*Problem statement*. Restate each of the lines given below, word for word.

★ ★ ★

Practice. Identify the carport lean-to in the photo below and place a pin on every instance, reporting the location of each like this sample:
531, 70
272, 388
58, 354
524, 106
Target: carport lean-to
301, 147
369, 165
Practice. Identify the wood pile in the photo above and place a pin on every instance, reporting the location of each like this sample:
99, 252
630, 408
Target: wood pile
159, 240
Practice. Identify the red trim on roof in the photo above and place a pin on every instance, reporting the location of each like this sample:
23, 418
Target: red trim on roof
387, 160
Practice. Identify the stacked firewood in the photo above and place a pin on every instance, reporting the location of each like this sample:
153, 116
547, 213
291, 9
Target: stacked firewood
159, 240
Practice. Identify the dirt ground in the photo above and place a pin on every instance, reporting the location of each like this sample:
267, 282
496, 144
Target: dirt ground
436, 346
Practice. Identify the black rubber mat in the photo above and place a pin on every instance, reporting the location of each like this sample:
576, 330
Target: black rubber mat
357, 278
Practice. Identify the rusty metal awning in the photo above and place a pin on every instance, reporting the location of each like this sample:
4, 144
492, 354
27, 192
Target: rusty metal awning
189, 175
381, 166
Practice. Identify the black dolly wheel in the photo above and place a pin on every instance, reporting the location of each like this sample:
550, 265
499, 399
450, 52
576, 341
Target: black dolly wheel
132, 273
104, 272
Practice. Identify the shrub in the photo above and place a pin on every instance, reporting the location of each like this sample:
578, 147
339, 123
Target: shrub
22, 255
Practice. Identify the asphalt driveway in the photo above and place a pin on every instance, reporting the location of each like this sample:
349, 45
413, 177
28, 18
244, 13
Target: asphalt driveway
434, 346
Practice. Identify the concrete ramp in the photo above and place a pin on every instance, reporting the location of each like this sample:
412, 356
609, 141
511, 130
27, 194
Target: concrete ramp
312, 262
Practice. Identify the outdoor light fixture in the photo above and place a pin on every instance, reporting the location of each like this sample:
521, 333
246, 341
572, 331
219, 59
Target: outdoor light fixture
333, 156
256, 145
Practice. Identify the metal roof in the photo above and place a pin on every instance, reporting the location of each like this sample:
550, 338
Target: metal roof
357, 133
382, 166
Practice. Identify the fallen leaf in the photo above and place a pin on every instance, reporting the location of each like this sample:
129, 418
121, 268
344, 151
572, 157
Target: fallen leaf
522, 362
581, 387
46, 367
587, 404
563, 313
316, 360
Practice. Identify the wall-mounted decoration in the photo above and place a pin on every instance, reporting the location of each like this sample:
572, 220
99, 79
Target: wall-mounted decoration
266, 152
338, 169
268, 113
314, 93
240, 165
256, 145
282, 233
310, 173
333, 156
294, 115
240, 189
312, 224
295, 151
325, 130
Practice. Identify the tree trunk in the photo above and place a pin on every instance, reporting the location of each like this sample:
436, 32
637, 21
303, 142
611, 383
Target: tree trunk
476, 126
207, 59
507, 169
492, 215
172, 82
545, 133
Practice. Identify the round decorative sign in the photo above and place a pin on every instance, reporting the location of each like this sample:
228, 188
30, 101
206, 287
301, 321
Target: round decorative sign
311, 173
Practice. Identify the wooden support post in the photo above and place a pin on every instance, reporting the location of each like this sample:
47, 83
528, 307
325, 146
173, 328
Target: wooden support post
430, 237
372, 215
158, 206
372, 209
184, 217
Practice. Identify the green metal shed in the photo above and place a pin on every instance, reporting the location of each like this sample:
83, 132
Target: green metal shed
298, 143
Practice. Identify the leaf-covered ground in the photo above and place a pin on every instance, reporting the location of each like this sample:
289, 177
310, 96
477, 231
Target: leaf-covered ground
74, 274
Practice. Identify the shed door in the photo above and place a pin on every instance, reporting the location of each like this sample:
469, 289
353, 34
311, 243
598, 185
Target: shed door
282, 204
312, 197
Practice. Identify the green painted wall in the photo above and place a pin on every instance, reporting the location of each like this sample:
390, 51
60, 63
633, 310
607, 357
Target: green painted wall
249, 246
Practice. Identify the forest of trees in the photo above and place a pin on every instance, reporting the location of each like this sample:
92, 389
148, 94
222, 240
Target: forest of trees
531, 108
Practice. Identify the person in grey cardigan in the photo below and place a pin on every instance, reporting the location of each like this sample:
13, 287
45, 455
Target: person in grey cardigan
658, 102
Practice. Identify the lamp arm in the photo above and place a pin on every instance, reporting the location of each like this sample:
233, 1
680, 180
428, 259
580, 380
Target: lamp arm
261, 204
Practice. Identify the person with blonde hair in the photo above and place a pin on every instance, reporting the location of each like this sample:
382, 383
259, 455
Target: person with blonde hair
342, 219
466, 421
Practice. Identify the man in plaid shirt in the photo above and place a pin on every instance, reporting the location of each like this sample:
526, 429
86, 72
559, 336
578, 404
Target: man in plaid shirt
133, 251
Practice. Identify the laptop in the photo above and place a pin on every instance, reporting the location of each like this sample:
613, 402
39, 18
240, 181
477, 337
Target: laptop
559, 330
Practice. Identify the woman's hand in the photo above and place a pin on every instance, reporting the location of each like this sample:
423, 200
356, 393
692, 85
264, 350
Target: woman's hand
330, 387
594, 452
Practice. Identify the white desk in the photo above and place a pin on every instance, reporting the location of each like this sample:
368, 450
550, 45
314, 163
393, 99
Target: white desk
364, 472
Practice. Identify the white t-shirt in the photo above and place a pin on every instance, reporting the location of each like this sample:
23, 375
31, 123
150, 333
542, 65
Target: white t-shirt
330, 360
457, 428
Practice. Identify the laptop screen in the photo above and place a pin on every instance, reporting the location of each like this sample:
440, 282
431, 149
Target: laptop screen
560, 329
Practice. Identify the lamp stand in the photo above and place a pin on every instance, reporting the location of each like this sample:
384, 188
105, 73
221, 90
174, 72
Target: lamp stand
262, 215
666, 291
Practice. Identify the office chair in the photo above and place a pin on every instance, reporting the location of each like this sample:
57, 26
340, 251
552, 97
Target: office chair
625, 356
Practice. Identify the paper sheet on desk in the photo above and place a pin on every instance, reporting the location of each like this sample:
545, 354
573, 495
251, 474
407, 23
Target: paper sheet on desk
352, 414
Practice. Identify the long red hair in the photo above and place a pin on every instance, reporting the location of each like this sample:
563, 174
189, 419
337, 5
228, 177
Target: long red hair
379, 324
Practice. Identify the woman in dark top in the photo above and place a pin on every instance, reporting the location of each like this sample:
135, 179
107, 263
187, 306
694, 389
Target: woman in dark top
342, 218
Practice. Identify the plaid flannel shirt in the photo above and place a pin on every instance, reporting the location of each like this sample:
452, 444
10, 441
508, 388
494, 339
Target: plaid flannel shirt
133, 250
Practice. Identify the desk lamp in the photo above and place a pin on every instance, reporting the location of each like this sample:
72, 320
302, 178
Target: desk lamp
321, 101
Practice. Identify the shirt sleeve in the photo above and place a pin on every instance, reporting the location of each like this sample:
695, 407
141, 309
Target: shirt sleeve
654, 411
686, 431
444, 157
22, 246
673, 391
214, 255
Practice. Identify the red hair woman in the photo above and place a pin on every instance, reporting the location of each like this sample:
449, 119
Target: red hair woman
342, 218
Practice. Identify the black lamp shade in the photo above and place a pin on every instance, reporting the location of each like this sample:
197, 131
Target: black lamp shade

★ ★ ★

*Expected output*.
Practice. Identify the carport lean-to in the photo below and place a pin on every instance, reporting the location of each like this sample:
531, 70
272, 388
58, 354
524, 106
Target: carport lean-to
301, 147
369, 165
Practice. Identify the wood pile in the photo above and place a pin on every instance, reporting the location of each like this sample:
99, 252
630, 408
Target: wood pile
159, 240
Practice. Identify the red trim on roof in the photo above and place a pin on every instance, reporting the location of each like this sample:
23, 418
Target: red trim on roof
387, 160
Practice. Identify the stacked firewood in the photo above and place a pin on every instance, reporting the location of each like this sample:
153, 116
547, 213
291, 9
Target: stacked firewood
159, 240
Practice. Identify the dirt ground in the photo above and place a pin on every instance, reporting the location of each like this sample:
267, 282
496, 144
Target: dirt ground
436, 346
Practice. Identify the black rubber mat in the photo above and place a pin on every instance, reporting the location of each like this sample:
576, 330
Target: black rubber mat
357, 278
Practice. Identify the rusty metal awning in the photo above and place a pin on every instance, reporting the location of each like this sample:
4, 144
492, 354
27, 192
Target: rusty metal awning
189, 175
381, 166
Practice. Identify the black dolly wheel in the photo above and place a pin on every instance, reporting the location of each like this sample:
550, 265
499, 399
450, 52
576, 341
Target: black dolly wheel
132, 273
104, 272
Practice. Identify the shrub in the photo above and place a pin on every instance, reporting the location of each like this sample:
578, 147
339, 123
Target: shrub
22, 255
Practice. Identify the asphalt driveway in the photo above and place a pin on every instance, reporting the location of each like this sample:
349, 45
413, 177
28, 18
244, 13
Target: asphalt driveway
434, 346
Practice. Identify the concrete ramp in the photo above and place a pin on every instance, reporting the location of each like this sample:
412, 356
609, 141
511, 130
27, 194
Target: concrete ramp
312, 262
Practice. Identify the outdoor light fixture in the photo above and place a pin on every instance, reporting the location of each like this sample:
521, 333
246, 341
572, 331
219, 59
Target: outdoor light fixture
333, 156
256, 145
Practice. Identify the metal roof in the photo above and place a pin on every instance, reporting the location of each like this sample:
550, 338
Target: metal roof
357, 133
382, 166
Practice. Identify the fallen leaf in the photo above and place a pin on every instance, reporting the location of each like this sample:
129, 418
121, 268
344, 151
572, 157
Target: fallen leaf
522, 362
581, 387
46, 367
587, 404
563, 313
316, 360
Practice. Identify the wall-mounted decoration in the photo above and place a pin on every instance, reporting the location of each like this sample:
572, 220
99, 79
Target: wall-mounted decoration
266, 152
338, 169
268, 113
314, 93
240, 165
256, 145
282, 233
310, 173
333, 156
294, 115
240, 189
312, 224
295, 151
325, 130
Practice. Identify the tree trunk in the photo above and place a pin on every instance, reporting the location of each like this sample:
436, 32
637, 21
303, 142
611, 383
Target: tree trunk
476, 126
207, 59
507, 169
492, 215
172, 82
545, 133
Practice. Identify the round decorative sign in the photo above and place a pin on every instance, reporting the location of each like this sample:
228, 188
30, 101
206, 287
301, 321
Target: round decorative sign
311, 173
Practice. Identify the wooden support post in the photo above and place a pin on every instance, reporting the location of each like this sample:
47, 83
528, 307
325, 146
173, 328
Target: wooden support post
430, 237
372, 215
158, 206
372, 209
184, 217
Practice. Identify the green metal shed in the photo above and place a pin on every instance, reporting the location of each like this sample:
83, 132
Target: green metal shed
298, 143
Practice. Identify the leaf-covered ground in the photo above and place a pin on every instance, reporting the location of each like this sample:
289, 177
310, 96
477, 231
Target: leaf-covered ground
74, 274
Practice. Identify the shed door in the photo above and place a pin on every instance, reporting the location of each like this sample:
469, 289
353, 34
311, 243
598, 185
Target: shed door
282, 204
312, 197
Practice. Identify the green painted wall in the photo above and place a pin on every instance, reporting the location of each like this sample:
390, 51
60, 63
633, 310
607, 357
Target: green painted wall
249, 246
Practice. Identify the forest of trees in the photo above and place a pin on every instance, reporting the location of each like this sample:
92, 389
148, 94
222, 240
Target: forest of trees
531, 108
Practice. Identify the person in grey cardigan in the photo below and place a pin on every instance, reporting the location of each like this sample:
13, 287
45, 455
Target: person in grey cardigan
658, 102
Practice. Identify the lamp arm in the photo above and place a pin on every instance, reporting the location of each like this sample:
233, 1
680, 180
428, 259
580, 380
Target: lamp arm
261, 204
Practice. Identify the person with blonde hair in the photo above and place a pin on every instance, reporting the location of each like this sample:
382, 383
259, 455
Target: person with blonde hair
342, 219
466, 421
Practice. Identify the man in plaid shirt in the photo above and place a pin on every instance, reporting the location of each like this sample:
526, 429
86, 72
559, 336
578, 404
Target: man in plaid shirt
133, 251
Practice. Identify the laptop in the photo above and place a pin on every instance, reporting the location of each like this sample:
613, 402
39, 18
240, 181
477, 337
Target: laptop
559, 330
Practice. Identify the woman's hand in the photo above and place a pin on every instance, reporting the location of each like this sample:
423, 200
356, 393
692, 85
264, 350
Target: woman's hand
330, 387
594, 452
Practice. Identify the white desk in the photo above and place a pin on every instance, reporting the location of each like this sample:
368, 450
550, 45
314, 163
393, 99
Target: white desk
364, 472
Practice. Identify the white t-shirt in the photo above and place a pin on every instance, reporting the location of each like this sample:
23, 375
31, 123
150, 333
542, 65
Target: white t-shirt
330, 360
457, 428
Practice. Identify the laptop screen in the photo above and place a pin on every instance, reporting the location of each like this sample:
440, 282
431, 149
Target: laptop screen
560, 329
Practice. Identify the lamp stand in the photo above and place a pin on every instance, reporting the location of each like this sample:
384, 188
105, 73
221, 90
174, 72
Target: lamp stand
262, 215
666, 291
Practice. Identify the office chair in the photo above and place a pin on every instance, reporting the location of each like this sample:
57, 26
340, 251
552, 97
Target: office chair
625, 356
Practice. Identify the paper sheet on desk in the photo above and place a pin on every instance, reporting the location of each like this sample:
545, 354
573, 495
251, 474
407, 23
Target: paper sheet on desk
352, 414
Practice. Identify the long red hair in the photo above and place a pin on every instance, reporting the location of each like this sample:
563, 174
189, 419
337, 5
228, 177
Target: long red hair
379, 324
Practice. Identify the woman in dark top in the photo above and place a pin on every instance, reporting the location of each like this sample:
135, 179
107, 263
187, 306
694, 389
Target: woman in dark top
342, 218
Practice. Identify the plaid flannel shirt in the photo above and place a pin on every instance, reporting the location of each like this sample:
452, 444
10, 441
508, 388
494, 339
Target: plaid flannel shirt
133, 250
Practice. Identify the desk lamp in the photo above and place a pin on every instance, reporting the location of each like this sample:
72, 320
302, 178
Target: desk lamp
321, 101
Practice. Identify the shirt sleeve in the photo above and place a pin on every instance, reporting the location of each like this sample:
695, 407
141, 309
Target: shirt sleeve
654, 411
686, 431
444, 157
22, 246
673, 391
214, 255
Practice. Identify the red hair woman in the photo above and place a pin on every instance, reporting the location of each like this sample:
449, 119
Target: red hair woman
342, 218
Practice. Identify the black lamp shade in the photo above and place a pin on every instance, reporting the location of each like this sample:
197, 131
Target: black lamp shade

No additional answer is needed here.